= Text zum Lesen =
München (dpa/lby) - Mit neuen Ideen wollen Dialektförderer in Bayern die Mundart stärken. Seit Jahren bemängeln sie einen Verlust an regionaler Sprachkompetenz. Passend zum Internationalen Tag der Muttersprache (21. Februar) richten der Förderverein Bairische Sprache und Dialekte (FBSD) aus München und der in Niederbayern ansässige Bund Bairische Sprache (BBS) Forderungen an die Politik.
Der FBSD und die Universität Salzburg wollen mit einem grenzübergreifenden Schulprojekt bei Kindern eine Zweisprachigkeit von Dialekt und Hochdeutsch fördern. Das Projekt soll auch zum Abbau von Vorurteilen gegenüber anderen sprachlichen Eigenarten beitragen, wie ein ausländischer Akzent bei Migranten oder Dialektfärbungen aus Nord- oder Ostdeutschland. „Uns geht es um eine Entstigmatisierung von Varietäten“, sagte Eugen Unterberger von der Uni Salzburg.
Drei Schulen im Landkreis Berchtesgadener Land, drei weitere im Landkreis Traunstein sowie sechs Schulen im Salzburger Land werden von Herbst an teilnehmen. Das Projekt sei auch deshalb grenzübergreifend angelegt, weil in der gesamten Gegend teils bis heute der gleiche Dialekt gesprochen werde. Das ganze Schuljahr über sollen Schüler spielerisch mit verschiedenen Ausdrucksarten umgehen, sich ausprobieren - und Vorurteile reflektieren.

[Zeilen aus einem Datensatz]
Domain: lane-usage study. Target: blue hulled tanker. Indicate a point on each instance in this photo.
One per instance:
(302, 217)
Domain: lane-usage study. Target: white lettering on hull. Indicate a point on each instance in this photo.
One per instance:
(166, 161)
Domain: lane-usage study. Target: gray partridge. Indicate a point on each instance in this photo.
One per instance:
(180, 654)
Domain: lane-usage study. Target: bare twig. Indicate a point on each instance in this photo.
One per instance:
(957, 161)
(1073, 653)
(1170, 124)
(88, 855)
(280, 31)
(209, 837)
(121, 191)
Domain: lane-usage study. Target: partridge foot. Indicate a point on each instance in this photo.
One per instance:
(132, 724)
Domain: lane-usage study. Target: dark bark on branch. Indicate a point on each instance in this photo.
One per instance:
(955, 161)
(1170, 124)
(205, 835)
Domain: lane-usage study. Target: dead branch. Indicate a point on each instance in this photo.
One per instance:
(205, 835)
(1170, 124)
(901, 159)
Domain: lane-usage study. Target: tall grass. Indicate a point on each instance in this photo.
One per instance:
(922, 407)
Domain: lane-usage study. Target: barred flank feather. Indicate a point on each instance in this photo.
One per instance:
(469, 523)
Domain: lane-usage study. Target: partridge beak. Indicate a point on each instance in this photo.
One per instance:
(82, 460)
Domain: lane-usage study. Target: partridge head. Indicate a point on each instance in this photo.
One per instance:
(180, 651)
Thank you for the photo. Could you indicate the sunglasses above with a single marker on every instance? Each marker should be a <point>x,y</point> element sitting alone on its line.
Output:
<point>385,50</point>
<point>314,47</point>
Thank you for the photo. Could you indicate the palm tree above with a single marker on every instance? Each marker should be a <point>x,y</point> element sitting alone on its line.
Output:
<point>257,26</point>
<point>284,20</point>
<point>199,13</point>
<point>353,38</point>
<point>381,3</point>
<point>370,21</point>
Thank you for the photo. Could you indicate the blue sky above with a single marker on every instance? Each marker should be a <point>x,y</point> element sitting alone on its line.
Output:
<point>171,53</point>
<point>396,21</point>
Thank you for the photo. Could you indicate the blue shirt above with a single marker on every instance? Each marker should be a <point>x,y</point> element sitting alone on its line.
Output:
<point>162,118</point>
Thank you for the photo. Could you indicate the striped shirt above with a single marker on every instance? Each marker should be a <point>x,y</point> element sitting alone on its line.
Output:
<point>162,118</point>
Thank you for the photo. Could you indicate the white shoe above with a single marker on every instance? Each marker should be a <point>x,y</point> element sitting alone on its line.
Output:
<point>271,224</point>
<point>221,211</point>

= Die Aufgabe =
Fasse bitte den Absatz des Textes zur Dialektförderung, der mit „Drei Schulen im Landkreis“ beginnt, als kurze Stichpunktliste zusammen. Stütze dich ausschließlich auf den Text.

= Lösung der Aufgabe =
- Ab Herbst nehmen drei Schulen im Landkreis Berchtesgadener Land, drei im Landkreis Traunstein und sechs im Salzburger Land teil.
- Das Projekt ist grenzübergreifend, weil in der ganzen Gegend teils bis heute derselbe Dialekt gesprochen wird.
- Ein Schuljahr lang gehen die Schüler spielerisch mit verschiedenen Ausdrucksarten um, probieren sich aus und reflektieren Vorurteile.